-- TASK PROMPT --
Rewrite only the entries in the part that opens with the line containing "If you could spot the white baseboard" and closes with the line containing "column 599, row 606" as a two-column CSV headed entry_text and answer. Give one row per entry, putting each value in a single quoted field with line breaks replaced by spaces.

########################################

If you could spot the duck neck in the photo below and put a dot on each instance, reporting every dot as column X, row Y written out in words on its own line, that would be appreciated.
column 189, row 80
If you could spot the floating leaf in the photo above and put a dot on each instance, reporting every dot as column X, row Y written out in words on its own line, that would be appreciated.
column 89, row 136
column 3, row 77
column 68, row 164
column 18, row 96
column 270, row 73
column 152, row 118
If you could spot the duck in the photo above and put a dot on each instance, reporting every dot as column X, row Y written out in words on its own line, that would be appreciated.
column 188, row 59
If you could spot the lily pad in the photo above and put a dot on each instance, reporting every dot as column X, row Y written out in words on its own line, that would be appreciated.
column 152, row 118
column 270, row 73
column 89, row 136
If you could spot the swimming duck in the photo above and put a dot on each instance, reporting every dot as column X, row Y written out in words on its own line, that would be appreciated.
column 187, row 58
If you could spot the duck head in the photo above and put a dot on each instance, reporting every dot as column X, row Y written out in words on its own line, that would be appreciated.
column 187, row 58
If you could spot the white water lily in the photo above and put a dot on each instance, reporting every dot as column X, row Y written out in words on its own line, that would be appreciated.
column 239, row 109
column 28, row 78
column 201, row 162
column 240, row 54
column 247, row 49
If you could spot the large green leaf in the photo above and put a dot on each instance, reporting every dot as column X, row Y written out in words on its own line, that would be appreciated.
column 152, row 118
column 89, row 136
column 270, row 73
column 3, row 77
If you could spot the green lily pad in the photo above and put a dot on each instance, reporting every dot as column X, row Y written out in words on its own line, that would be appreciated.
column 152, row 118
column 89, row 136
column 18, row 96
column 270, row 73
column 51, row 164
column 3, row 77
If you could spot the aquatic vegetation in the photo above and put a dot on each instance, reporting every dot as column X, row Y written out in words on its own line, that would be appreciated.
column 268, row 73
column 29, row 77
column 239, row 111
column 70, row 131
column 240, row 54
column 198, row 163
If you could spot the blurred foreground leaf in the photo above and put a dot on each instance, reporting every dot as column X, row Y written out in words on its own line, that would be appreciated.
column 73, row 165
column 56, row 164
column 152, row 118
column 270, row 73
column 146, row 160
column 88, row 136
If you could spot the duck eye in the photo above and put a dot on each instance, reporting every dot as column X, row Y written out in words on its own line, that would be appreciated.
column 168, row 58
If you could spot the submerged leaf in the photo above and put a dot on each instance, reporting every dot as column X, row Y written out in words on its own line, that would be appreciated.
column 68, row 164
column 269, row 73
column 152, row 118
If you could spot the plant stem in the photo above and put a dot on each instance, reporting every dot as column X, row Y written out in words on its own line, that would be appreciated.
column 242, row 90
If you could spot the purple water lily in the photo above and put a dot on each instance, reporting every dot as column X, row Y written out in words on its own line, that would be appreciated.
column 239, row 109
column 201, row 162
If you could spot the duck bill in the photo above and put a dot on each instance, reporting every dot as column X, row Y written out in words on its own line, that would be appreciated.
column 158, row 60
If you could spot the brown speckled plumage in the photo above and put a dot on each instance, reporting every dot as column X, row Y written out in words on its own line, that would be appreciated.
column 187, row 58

########################################

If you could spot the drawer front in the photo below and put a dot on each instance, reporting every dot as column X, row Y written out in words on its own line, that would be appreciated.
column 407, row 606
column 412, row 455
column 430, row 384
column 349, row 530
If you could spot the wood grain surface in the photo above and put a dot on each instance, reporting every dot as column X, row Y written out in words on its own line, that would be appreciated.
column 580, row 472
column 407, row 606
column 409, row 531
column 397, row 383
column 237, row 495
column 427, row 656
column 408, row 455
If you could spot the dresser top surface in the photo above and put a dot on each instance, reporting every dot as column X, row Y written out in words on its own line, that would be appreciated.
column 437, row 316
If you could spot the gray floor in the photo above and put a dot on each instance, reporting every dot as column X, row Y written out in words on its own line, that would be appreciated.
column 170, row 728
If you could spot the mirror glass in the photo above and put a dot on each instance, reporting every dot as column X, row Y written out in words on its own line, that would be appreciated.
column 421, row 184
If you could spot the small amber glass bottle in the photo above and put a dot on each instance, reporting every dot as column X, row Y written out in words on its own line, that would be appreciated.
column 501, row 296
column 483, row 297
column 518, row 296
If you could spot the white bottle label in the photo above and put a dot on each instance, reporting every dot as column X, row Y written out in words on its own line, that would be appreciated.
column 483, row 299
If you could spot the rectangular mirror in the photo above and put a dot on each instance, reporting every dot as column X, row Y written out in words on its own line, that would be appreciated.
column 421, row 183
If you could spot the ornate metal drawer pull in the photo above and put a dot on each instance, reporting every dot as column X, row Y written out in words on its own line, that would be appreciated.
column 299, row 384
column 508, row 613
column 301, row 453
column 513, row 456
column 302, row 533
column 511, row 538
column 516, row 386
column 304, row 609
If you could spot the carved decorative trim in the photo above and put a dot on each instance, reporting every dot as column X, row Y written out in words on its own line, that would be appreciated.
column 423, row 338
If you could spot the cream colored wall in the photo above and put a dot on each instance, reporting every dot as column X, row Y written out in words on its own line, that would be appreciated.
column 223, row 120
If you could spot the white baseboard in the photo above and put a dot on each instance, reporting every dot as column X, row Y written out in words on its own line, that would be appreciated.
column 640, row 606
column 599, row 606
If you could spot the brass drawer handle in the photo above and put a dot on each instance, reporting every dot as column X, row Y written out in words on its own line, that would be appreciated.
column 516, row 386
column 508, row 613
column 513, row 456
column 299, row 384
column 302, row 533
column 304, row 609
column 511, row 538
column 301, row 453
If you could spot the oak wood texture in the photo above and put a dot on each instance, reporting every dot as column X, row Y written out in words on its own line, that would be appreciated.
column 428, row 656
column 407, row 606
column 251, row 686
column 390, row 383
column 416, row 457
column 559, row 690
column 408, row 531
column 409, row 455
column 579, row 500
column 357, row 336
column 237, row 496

########################################

-- REPLY TO THE EXERCISE --
entry_text,answer
"If you could spot the white baseboard in the photo above and put a dot on each instance, reporting every dot as column X, row Y written out in words on its own line, that would be appreciated.","column 640, row 606 column 599, row 606"